▶ _INSTRUCTIONS TO FOLLOW_:
Write out the data below word for word, leaving out the pictures.

---------------

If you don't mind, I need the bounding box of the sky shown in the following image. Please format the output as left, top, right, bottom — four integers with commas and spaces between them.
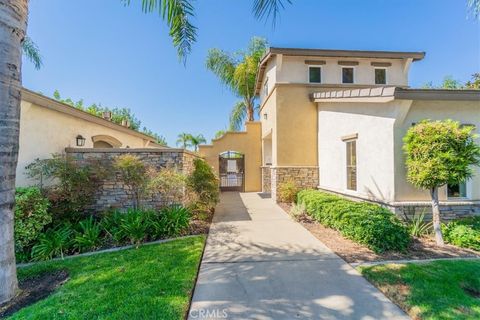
23, 0, 480, 146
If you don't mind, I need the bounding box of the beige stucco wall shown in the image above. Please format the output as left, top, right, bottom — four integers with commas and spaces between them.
198, 122, 262, 192
395, 100, 480, 201
318, 102, 395, 202
272, 86, 318, 166
276, 56, 409, 86
16, 100, 152, 186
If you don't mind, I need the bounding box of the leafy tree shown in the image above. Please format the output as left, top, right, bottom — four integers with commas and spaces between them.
190, 134, 207, 151
177, 132, 192, 149
403, 120, 480, 245
22, 36, 43, 70
206, 37, 267, 130
465, 72, 480, 89
0, 0, 290, 303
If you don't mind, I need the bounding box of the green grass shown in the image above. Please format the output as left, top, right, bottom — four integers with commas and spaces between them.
360, 260, 480, 319
9, 236, 205, 319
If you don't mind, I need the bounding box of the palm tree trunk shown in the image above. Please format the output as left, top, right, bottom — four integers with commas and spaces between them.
0, 0, 28, 303
430, 187, 444, 246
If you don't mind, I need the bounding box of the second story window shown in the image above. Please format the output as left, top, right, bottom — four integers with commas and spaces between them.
375, 68, 387, 84
342, 68, 354, 83
308, 67, 322, 83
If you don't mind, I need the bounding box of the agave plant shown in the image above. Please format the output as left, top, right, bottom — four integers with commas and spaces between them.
32, 225, 73, 261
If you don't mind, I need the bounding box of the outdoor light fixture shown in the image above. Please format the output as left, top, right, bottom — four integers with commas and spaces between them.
77, 134, 86, 147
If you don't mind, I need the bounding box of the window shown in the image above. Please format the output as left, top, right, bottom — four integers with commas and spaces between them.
375, 68, 387, 84
342, 68, 353, 83
346, 140, 357, 190
447, 182, 467, 198
308, 67, 322, 83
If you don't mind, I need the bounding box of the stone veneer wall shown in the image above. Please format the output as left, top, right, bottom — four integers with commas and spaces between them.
65, 148, 198, 212
270, 167, 319, 201
262, 166, 272, 193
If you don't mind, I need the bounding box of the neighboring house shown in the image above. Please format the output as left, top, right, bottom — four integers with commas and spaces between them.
17, 89, 164, 186
200, 48, 480, 218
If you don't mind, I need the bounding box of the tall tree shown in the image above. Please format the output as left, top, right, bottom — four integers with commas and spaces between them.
403, 120, 480, 245
190, 134, 207, 152
206, 37, 267, 130
0, 0, 290, 303
177, 132, 192, 149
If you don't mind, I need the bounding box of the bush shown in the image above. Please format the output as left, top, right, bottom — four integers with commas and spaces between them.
15, 187, 52, 260
187, 159, 220, 209
297, 190, 411, 252
277, 179, 300, 203
442, 217, 480, 251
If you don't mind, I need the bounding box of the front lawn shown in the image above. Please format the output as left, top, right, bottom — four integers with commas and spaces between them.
360, 260, 480, 319
9, 236, 205, 319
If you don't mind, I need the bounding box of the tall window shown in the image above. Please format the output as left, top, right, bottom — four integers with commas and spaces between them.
346, 140, 357, 190
447, 182, 467, 198
375, 68, 387, 84
342, 68, 353, 83
308, 67, 322, 83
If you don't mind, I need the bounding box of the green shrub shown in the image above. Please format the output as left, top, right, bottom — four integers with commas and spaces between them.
277, 179, 300, 203
73, 216, 102, 252
32, 224, 73, 261
152, 205, 192, 238
442, 217, 480, 251
297, 190, 411, 252
15, 187, 52, 261
187, 159, 220, 209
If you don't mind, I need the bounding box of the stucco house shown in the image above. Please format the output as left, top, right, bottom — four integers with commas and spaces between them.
200, 47, 480, 218
16, 89, 165, 186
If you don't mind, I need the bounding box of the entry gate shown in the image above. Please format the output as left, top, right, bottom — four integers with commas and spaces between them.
218, 151, 245, 192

---------------

▶ _THE RESPONSE_:
If you don't mind, I need the bounding box of the sky shown in the following image. Please format the output as left, top, right, bottom — four integers with commas and spaces between them.
23, 0, 480, 146
If you don't mind, I need the bounding box of the beige stucco wall shown in the image above. Please format the output as left, top, right, bottom — four integers with commas and spaces between them.
198, 122, 262, 192
395, 100, 480, 201
318, 102, 395, 202
272, 86, 318, 166
276, 56, 409, 86
16, 100, 152, 186
If you don't mind, I need the bounding box of the leafy tree shown in the image above. Please format the output as left, top, right, bottom — four integers with commas and spaces between them.
190, 134, 207, 151
177, 132, 192, 149
403, 120, 480, 245
22, 36, 43, 70
206, 37, 267, 130
465, 72, 480, 89
0, 0, 290, 303
If you don't mind, I need the bounding box of the green grass shown in the image above. Please format the output as left, top, right, bottom — four integers with commas and spaces between them.
360, 260, 480, 319
9, 236, 205, 319
If you don't mind, I need the bounding box of the palm tree trunk shown in the image above. Please format the output as left, top, right, bottom — four integers with commas and spaces between them.
0, 0, 28, 303
430, 187, 444, 246
If you don't mind, I need the bounding box of the second story window shown in the image above. Please format the output as left, top, right, bottom — four integers with commas and spaces between them.
375, 68, 387, 84
342, 68, 354, 83
308, 67, 322, 83
If you don't mind, I need the bounding box of the agave plant shown in the image above. Please format the output as left, top, right, bottom — four integers with commas and spaces between them.
32, 225, 73, 261
If you don't mind, I need the bounding box of the outdoor light fixture shown in the image above. Please format the output as left, top, right, bottom — four integers with commas and spaces between them.
77, 134, 86, 147
If you don't mind, I need the bounding box of the window shown in the image above. Please format the output as left, top, right, bottom — four integers with commas and spaces between them.
375, 68, 387, 84
342, 68, 353, 83
346, 140, 357, 190
447, 182, 467, 198
308, 67, 322, 83
If you don't mind, I need the bounding box of the stone veneer wall shown in the image above. Please format the output as left, top, right, bottom — four integers with commas and spaces between them.
65, 148, 198, 212
270, 167, 319, 201
262, 166, 272, 193
If you don't mind, I need the bounding box of the neighboring house shown in the image above. Please format the output as left, top, right, bottom — four integers with commas and spaces between them.
17, 89, 164, 186
200, 48, 480, 218
If you don't mind, I need the bounding box of the tall tree shown in the image above. Please format the output as left, top, right, bottom — four integers with commas and spaces between them.
403, 120, 480, 245
190, 134, 207, 152
206, 37, 267, 130
0, 0, 290, 303
177, 132, 192, 149
If you don't mind, I need the bounding box of the bush shown in the image above. Please format the output as left, top, right, bottom — four integers with commas and spaces between them.
15, 187, 52, 260
187, 159, 220, 209
297, 190, 411, 252
277, 179, 300, 203
442, 217, 480, 251
If you don't mind, I need the bounding box of the front lawn shown in the image above. Please format the output as left, top, right, bottom — four integers with commas and spaces between them.
360, 260, 480, 319
9, 236, 205, 319
If you don't mind, I need the bounding box of the tall window shown in the image above. Please format the output as left, top, right, bottom — four integers with commas and spaces between them.
346, 140, 357, 190
447, 182, 467, 198
375, 68, 387, 84
342, 68, 353, 83
308, 67, 322, 83
If you don't mind, I need the bounding box of the green shrub shown in the image above. Please format the output as left, top, right, bottom — four integers with commas and spaces between them.
277, 179, 300, 203
73, 216, 102, 252
32, 224, 73, 261
152, 205, 192, 238
442, 217, 480, 251
297, 190, 411, 252
15, 187, 52, 261
187, 159, 220, 209
If you don't mind, I need the bounding box of the stucco house shown in the image above. Please format the output as left, top, right, bottom — four integers with commas and spaces between them.
200, 47, 480, 218
16, 89, 165, 186
If you don't mind, I need the bounding box of the entry gate shown in the image above. Please format the output as left, top, right, bottom — four integers with commas and spaces between them.
218, 151, 245, 192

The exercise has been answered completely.